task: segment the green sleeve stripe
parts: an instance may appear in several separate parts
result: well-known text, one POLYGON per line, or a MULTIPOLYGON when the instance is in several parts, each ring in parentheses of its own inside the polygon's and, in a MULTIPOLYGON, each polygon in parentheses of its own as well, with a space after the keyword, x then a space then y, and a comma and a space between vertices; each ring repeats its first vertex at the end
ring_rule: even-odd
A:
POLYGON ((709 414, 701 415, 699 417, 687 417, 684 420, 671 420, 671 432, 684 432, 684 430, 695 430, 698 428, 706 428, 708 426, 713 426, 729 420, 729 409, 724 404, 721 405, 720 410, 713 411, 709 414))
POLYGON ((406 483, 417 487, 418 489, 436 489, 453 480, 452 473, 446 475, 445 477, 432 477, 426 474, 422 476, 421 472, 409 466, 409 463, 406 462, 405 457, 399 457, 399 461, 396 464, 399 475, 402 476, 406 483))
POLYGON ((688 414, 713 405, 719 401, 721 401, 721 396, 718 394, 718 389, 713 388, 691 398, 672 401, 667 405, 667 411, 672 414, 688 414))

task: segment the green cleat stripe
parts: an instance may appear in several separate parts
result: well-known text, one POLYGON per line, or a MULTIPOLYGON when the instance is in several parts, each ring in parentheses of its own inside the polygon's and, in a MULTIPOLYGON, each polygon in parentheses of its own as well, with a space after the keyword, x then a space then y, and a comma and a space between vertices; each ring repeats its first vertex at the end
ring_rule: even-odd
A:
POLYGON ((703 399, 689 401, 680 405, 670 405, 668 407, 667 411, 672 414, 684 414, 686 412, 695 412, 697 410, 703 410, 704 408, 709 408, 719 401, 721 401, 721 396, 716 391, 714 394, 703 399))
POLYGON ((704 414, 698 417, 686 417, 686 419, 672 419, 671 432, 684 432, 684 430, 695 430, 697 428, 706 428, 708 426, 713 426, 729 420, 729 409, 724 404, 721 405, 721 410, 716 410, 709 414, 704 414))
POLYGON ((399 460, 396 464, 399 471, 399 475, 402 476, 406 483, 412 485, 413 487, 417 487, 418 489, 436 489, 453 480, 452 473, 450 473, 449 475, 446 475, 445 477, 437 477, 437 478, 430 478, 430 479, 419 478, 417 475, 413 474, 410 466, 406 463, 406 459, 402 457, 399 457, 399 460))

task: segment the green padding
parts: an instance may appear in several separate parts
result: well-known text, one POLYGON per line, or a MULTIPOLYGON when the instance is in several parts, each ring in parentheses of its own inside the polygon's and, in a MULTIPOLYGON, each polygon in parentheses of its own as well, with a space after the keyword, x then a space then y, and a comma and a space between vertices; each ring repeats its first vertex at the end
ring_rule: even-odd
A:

> _Problem statement_:
Can you reproduce the entire listing above, line for line and without a single change?

> _Result for this task_:
task: segment the green sleeve stripe
parts: an instance may appear in several separate parts
result: well-known text, one POLYGON per line, or a MULTIPOLYGON when the instance is in several parts, each ring in parentheses of its own inside the polygon's and, in a MULTIPOLYGON, each polygon in parentheses of its own as well, with a space after the keyword, x then a space then y, and a comma and a space between vertices; each ring repeats its first vertex at the end
ring_rule: even-odd
A:
POLYGON ((709 414, 701 415, 699 417, 687 417, 684 420, 671 420, 671 432, 684 432, 684 430, 695 430, 698 428, 706 428, 708 426, 713 426, 729 420, 729 409, 724 404, 721 405, 720 410, 713 411, 709 414))
POLYGON ((406 483, 417 487, 418 489, 436 489, 453 480, 452 473, 446 475, 445 477, 432 477, 426 474, 422 476, 421 472, 409 466, 409 463, 406 462, 405 457, 399 457, 399 461, 396 464, 399 475, 402 476, 406 483))
POLYGON ((688 414, 713 405, 719 401, 721 401, 721 396, 718 394, 718 389, 713 388, 691 398, 672 401, 667 405, 667 411, 672 414, 688 414))

task: segment the green cleat stripe
parts: an instance may appear in several separate parts
result: well-known text, one POLYGON per line, or a MULTIPOLYGON when the instance is in several parts, each ring in parentheses of its own inside the polygon's and, in a MULTIPOLYGON, each polygon in parentheses of its own as well, with a space after the keyword, x then a space then y, and a comma and a space between vertices; each ring repeats its first vertex at the end
ring_rule: even-odd
A:
POLYGON ((703 399, 689 401, 680 405, 670 405, 668 407, 667 411, 672 414, 684 414, 686 412, 695 412, 697 410, 703 410, 704 408, 709 408, 719 401, 721 401, 721 396, 716 391, 714 394, 703 399))
POLYGON ((704 414, 698 417, 686 417, 686 419, 672 419, 671 432, 684 432, 684 430, 695 430, 697 428, 706 428, 708 426, 713 426, 729 420, 729 409, 724 404, 721 405, 721 410, 716 410, 709 414, 704 414))
POLYGON ((399 460, 396 464, 399 471, 399 475, 402 476, 406 483, 412 485, 413 487, 417 487, 418 489, 436 489, 453 480, 452 473, 450 473, 449 475, 446 475, 445 477, 437 477, 437 478, 430 478, 430 479, 419 478, 417 475, 413 474, 410 466, 406 463, 406 459, 402 457, 399 457, 399 460))

task: segment the green padding
parts: an instance may appear in several separate parts
result: well-known text, one POLYGON per line, or a MULTIPOLYGON when the instance is in several parts, each ring in parentheses of its own inside the polygon's and, in a MULTIPOLYGON, each polygon in parentheses of its own as well, with a space after the keyword, x then a space then y, and a comma and a space between vertices; each ring repeats its first vertex at the end
ring_rule: even-odd
A:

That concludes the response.